● **Set problem**:
Print the range of lines that opens with the line containing "wall with a point." and closes with the last line of the listing. Include both ends; print nothing more.

● **Rows**:
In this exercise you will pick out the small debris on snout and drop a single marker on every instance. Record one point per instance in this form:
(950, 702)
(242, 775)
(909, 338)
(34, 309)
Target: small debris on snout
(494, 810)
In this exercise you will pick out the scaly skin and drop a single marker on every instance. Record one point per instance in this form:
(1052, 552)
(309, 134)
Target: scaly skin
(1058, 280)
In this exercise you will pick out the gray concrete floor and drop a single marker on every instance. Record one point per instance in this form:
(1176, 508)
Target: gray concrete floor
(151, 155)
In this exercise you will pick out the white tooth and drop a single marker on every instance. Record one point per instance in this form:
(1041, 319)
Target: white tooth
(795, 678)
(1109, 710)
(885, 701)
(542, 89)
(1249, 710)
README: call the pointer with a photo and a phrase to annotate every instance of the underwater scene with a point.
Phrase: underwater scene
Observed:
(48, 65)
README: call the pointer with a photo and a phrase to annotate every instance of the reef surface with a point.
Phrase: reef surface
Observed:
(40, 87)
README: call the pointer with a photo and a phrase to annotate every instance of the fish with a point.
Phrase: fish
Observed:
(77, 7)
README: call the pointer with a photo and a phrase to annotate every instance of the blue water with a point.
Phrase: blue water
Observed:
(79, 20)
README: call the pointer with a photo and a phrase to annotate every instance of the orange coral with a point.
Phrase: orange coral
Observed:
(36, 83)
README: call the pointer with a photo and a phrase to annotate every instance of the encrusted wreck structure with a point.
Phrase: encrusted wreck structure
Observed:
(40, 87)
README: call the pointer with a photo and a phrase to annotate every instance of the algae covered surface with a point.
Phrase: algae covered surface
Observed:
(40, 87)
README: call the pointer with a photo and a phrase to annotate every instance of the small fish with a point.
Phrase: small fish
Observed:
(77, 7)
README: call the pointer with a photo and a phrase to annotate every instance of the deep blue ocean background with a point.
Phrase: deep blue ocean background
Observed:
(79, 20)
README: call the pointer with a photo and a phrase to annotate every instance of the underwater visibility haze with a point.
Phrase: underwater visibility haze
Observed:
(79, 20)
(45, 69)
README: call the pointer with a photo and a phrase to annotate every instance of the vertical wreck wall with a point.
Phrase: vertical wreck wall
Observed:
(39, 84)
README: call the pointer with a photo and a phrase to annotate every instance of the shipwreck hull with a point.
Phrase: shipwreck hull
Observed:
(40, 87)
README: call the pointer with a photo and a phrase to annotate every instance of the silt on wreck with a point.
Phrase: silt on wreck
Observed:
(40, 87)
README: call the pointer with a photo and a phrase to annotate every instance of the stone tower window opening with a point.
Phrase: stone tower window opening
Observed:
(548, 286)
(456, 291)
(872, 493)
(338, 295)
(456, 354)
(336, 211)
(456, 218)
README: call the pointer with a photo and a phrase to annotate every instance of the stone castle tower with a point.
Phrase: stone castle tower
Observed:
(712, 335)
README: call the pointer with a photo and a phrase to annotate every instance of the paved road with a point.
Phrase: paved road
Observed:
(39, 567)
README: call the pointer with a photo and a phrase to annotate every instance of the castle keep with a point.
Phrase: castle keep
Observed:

● **Solution to the problem**:
README: call the pointer with a photo and a phrase to annotate every instance of the vertical wreck wall with a point.
Phrase: vertical wreck wall
Observed:
(39, 84)
README: call the pointer with a photo and a phrase to annotate every instance of the shipwreck hull with a point.
Phrase: shipwreck hull
Observed:
(40, 87)
README: call the pointer with a photo and a phrase to annotate every instance of the silt on wreck with a point.
Phrase: silt on wreck
Observed:
(40, 87)
README: call the pointer with a photo and a phrase to annotate every instance of the stone tower window opening with a point.
Phrase: stone tower window opening
Observed:
(548, 286)
(456, 291)
(872, 493)
(338, 295)
(456, 354)
(336, 211)
(456, 218)
README: call the pointer with a photo and a phrase to annotate every instance of the stone castle tower with a point.
Phrase: stone castle tower
Observed:
(712, 335)
README: call the pointer with a photo and a phrase to annotate every instance of the paved road with a point.
Phrase: paved road
Observed:
(39, 567)
README: call the pointer with a photo and a phrase to annotate every instance of the castle keep with a point.
Phrase: castle keep
Observed:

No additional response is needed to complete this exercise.